▶ _STATED PROBLEM A_:
Copy out the part of the binary search passage starting at "Although the preceding" and ending at "equivalent iterative implementations.".
▶ _STATED PROBLEM B_:
Answer these questions on the binary search passage:
(i) What message does the code's exception carry when the range is less than zero?
(ii) What does the wrapper set the initial values for the limits to?
(iii) According to the final paragraph, how do recursive implementations generally compare with equivalent iterative implementations?

Before you code, consider what error conditions you need to handle. One way to think about this is to consider what assumptions you’re making about the data you are given and then consider how these assumptions might be violated. One assumption, explicitly stated in the problem, is that only a sorted array can be searched. If the upper limit is ever less than the lower limit, it indicates that the list is unsorted, and you should throw an exception. (Another way to handle this case would be to call a sort routine and then restart the search, but that’s more than you need to do in an interview.)

Another assumption implicit in a search may be a little less obvious: The element you’re searching for is assumed to exist in the array. If you don’t terminate the recursion until you find the element, you’ll recurse infinitely when the element is missing from the array. You can avoid this by throwing an exception if the upper and lower limits are equal and the element at that location is not the element you’re searching for. Finally, you assume that the lower limit is less than or equal to the upper limit. For simplicity, you can just throw an exception in this case; although in a real program, you’d probably want to define this as an illegal call and use an assertion to check it.

Your recursive function will be easier to use if you write a wrapper that sets the initial values for the limits to the full extent of the array. Now you can translate these algorithms and error checks into Java code:

int binarySearch(int[] array, int target) throws BSException {
    return binarySearch(array, target, 0, array.length-1);
}


int binarySearch( int[] array, int target, int lower,
                  int upper ) throws BSException {
    int center, range;

    range = upper - lower;
    if( range < 0 ){
        throw new BSException("Limits reversed");
    } else if( range == 0 && array[lower] != target ){
        throw new BSException("Element not in array");
    }
    if( array[lower] > array[upper] ){
        throw new BSException("Array not sorted");
    }
    center = ((range)/2) + lower;
    if( target == array[center] ){
        return center;
    } else if( target < array[center] ){
        return binarySearch( array, target, lower, center - 1 );
    } else {
        return binarySearch( array, target, center + 1, upper );
    }
}

Although the preceding function completes the given task, it is not as efficient as it could be. As discussed at the beginning of this chapter, recursive implementations are generally less efficient than equivalent iterative implementations.

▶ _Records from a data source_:
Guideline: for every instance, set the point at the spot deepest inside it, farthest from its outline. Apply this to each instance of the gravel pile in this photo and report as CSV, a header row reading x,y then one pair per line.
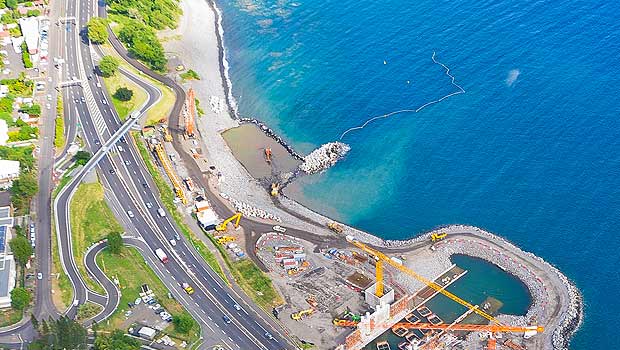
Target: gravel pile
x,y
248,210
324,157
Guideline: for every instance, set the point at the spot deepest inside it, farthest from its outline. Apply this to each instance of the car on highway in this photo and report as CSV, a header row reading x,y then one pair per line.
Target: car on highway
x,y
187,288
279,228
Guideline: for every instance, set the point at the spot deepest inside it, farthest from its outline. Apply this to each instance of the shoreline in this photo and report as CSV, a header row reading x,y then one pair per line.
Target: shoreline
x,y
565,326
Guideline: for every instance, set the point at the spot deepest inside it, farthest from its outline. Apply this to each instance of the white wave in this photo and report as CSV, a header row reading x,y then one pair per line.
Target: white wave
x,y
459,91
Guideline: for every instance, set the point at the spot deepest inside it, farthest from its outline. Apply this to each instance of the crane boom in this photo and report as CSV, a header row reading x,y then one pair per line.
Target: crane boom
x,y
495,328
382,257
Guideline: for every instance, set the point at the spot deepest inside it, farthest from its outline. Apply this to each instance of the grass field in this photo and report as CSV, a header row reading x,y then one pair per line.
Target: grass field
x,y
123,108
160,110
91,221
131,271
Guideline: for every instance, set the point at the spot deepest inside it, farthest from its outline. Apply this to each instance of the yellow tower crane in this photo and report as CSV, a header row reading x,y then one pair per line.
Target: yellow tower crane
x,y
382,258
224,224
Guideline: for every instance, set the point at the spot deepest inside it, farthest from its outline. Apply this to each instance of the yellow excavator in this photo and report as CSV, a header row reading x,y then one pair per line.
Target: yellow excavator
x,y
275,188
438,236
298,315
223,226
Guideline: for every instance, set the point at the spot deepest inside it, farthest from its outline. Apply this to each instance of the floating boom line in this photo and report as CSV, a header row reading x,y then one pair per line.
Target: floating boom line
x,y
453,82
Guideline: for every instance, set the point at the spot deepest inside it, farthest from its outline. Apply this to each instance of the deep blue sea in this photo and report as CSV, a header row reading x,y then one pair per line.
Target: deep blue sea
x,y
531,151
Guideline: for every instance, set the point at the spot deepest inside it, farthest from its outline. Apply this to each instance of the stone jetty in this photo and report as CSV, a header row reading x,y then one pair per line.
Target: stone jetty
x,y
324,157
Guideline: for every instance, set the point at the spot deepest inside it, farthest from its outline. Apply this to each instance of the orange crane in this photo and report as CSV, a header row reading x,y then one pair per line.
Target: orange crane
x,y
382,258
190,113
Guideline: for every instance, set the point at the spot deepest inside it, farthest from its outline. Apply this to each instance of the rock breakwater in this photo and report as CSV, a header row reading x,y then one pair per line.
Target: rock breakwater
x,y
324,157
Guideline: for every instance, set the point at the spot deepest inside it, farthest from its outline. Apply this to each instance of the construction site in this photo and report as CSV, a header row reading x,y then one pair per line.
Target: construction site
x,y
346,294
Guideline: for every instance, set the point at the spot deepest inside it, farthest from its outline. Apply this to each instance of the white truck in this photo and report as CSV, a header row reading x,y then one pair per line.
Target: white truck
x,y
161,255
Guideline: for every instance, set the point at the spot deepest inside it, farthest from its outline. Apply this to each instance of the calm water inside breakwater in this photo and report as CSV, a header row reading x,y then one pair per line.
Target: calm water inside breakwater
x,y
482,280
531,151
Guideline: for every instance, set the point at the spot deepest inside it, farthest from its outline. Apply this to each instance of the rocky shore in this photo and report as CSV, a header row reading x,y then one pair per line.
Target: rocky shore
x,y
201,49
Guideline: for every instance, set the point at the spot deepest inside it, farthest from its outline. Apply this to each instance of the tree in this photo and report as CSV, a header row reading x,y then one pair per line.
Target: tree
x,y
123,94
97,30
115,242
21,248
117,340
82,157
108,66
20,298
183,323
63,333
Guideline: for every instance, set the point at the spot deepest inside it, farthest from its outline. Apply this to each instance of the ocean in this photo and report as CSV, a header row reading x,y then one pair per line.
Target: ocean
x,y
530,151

▶ _RESULT A_:
Although the preceding function completes the given task, it is not as efficient as it could be. As discussed at the beginning of this chapter, recursive implementations are generally less efficient than equivalent iterative implementations.

▶ _RESULT B_:
(i) "Limits reversed"
(ii) The full extent of the array
(iii) They are generally less efficient.